> **SUPPLIED PASSAGE**
US President Barack Obama has not smoked a cigarette in almost a year, First Lady Michelle Obama has said.
Mrs Obama said she was very proud of her husband, who had smoked for years and has repeatedly spoken of his struggle to quit tobacco.
In December, White House spokesman Robert Gibbs said he had not seen the president smoke in nine months.
After a 2010 medical examination, Mr Obama was told by Dr Jeffrey Kuhlman he should continue trying to quit smoking.
On Tuesday, Mrs Obama explained that her husband wanted to be able truthfully to tell his daughters Malia, 12, and Sasha, nine, that he did not smoke, should they ask.
'Off the wagon'
Mr Obama, who began smoking as a teenager, had promised his wife he would kick the habit if she would allow him to run for president.
"Look, I've said before that as a former smoker I constantly struggle with it," Mr Obama told reporters in 2009.
"Have I fallen off the wagon sometimes? Yes. Am I a daily smoker, a constant smoker? No. I don't do it in front of my kids. I don't do it in front of my family. And, you know, I would say that I am 95% cured."

> **PARTS OF THE EXERCISE**
- 1) List every person named in the article about Barack Obama's smoking.
- 2) In the article about Barack Obama's smoking, what did Robert Gibbs say in December?
- 3) Please resume the article about Barack Obama's smoking from where it stops.

(Records from a data source)
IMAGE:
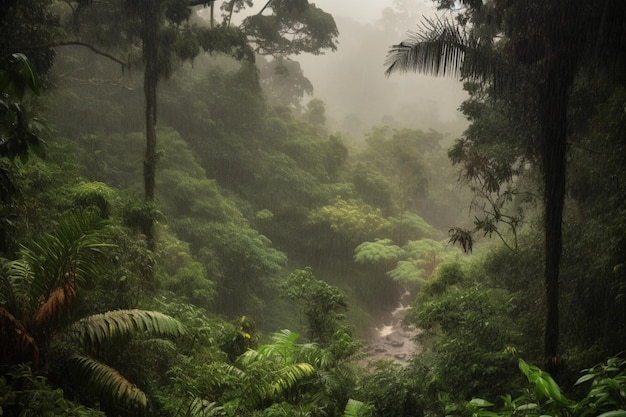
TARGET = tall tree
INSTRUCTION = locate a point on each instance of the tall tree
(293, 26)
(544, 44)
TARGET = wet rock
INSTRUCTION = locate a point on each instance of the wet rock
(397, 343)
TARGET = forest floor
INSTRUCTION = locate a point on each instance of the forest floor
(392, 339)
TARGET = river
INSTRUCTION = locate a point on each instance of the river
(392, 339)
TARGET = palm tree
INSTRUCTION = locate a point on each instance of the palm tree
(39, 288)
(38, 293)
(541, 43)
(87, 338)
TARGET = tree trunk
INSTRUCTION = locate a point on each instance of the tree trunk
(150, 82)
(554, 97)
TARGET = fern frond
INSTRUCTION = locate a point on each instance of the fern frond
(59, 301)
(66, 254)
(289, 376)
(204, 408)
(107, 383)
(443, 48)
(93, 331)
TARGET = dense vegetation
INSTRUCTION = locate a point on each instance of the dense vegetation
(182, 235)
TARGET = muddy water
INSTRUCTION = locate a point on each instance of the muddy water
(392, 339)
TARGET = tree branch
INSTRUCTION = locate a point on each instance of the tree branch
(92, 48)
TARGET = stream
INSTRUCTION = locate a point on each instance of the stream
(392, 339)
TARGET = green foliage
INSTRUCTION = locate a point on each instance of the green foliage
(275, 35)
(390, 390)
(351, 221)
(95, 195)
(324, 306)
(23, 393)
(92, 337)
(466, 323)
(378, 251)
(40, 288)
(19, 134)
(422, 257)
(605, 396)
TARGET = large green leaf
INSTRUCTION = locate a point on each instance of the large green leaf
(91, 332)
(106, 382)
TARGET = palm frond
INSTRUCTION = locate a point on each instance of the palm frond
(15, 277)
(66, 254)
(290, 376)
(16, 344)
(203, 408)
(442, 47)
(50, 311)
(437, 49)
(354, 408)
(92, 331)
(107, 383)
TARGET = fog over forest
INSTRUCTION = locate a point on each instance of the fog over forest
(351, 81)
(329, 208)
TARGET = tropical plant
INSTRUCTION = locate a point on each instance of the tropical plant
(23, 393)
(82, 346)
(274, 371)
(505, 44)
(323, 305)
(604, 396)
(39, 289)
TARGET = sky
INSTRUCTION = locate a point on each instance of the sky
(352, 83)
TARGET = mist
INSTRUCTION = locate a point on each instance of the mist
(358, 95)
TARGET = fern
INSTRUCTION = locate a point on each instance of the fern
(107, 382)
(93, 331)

--

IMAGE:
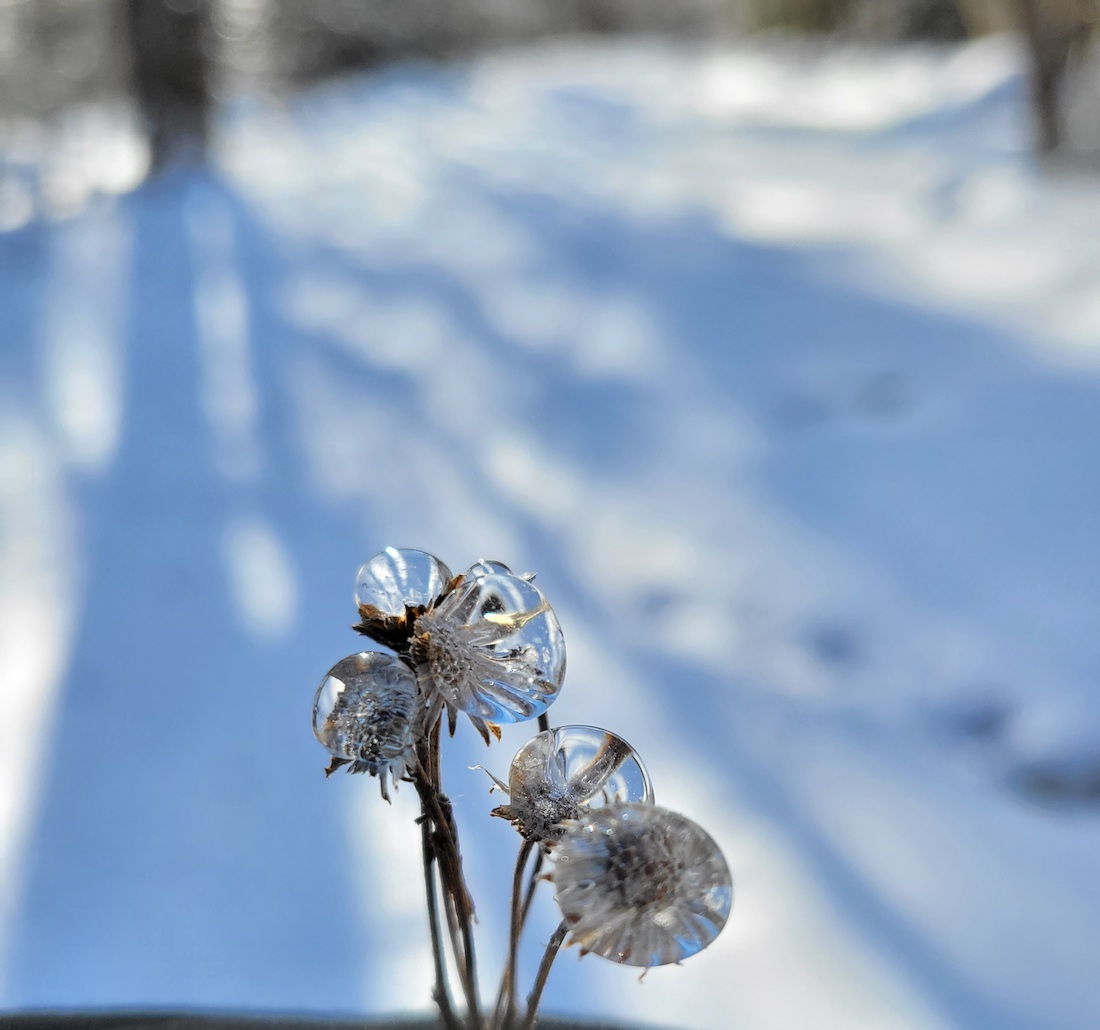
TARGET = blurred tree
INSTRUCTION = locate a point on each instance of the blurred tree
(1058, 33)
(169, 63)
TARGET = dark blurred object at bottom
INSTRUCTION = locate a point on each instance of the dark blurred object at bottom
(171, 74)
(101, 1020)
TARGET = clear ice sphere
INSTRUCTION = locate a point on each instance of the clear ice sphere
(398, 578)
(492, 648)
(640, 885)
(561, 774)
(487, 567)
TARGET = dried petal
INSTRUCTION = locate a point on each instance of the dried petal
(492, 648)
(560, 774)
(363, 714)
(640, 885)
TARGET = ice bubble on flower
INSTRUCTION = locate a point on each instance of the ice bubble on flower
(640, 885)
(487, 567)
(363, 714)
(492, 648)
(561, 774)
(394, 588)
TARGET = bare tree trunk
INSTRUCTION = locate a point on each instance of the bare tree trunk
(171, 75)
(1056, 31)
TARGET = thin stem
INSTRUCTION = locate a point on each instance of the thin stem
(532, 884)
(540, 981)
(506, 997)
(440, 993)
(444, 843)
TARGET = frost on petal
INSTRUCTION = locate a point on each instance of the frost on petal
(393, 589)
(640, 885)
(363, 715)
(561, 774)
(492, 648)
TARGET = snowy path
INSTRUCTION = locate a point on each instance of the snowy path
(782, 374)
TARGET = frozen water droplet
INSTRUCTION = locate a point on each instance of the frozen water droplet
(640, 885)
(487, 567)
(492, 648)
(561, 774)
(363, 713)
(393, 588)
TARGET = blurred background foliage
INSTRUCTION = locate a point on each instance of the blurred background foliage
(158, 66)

--

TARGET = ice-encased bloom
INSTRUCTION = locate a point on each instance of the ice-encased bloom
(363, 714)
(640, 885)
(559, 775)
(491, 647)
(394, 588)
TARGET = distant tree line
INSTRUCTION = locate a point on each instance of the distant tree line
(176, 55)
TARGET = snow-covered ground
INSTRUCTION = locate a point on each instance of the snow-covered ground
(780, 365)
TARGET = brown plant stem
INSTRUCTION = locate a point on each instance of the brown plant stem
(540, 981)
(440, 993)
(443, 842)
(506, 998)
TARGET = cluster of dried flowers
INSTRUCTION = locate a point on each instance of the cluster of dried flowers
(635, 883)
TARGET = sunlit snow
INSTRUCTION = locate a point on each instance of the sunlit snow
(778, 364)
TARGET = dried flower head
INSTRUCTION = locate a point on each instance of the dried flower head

> **ANSWERS FOR THIS EXERCISE**
- 1) Barack Obama, Michelle Obama, Robert Gibbs, Jeffrey Kuhlman, Malia, Sasha

- 2) He said he had not seen the president smoke in nine months.

- 3)
Other heads of state have struggled with nicotine addiction.
In March, then-Brazilian President Luiz Inacio Lula da Silva said he had stopped smoking after 50 years using only will power. Mr Obama has acknowledged using nicotine gum.
Lula declined to press Mr Obama to quit, saying: "On these sort of things, you don't give advice. Everyone can do what they want if they're of age. Everyone knows that it's not good for your health."
And one of Mr Obama's top Republican adversaries, House Speaker John Boehner, is an avowed cigarette smoker.
Some Washington media figures have suggested the two quit together as a gesture of good will and to be better role models for American youth.
Mr Boehner told an interviewer last autumn that he appreciated the suggestion.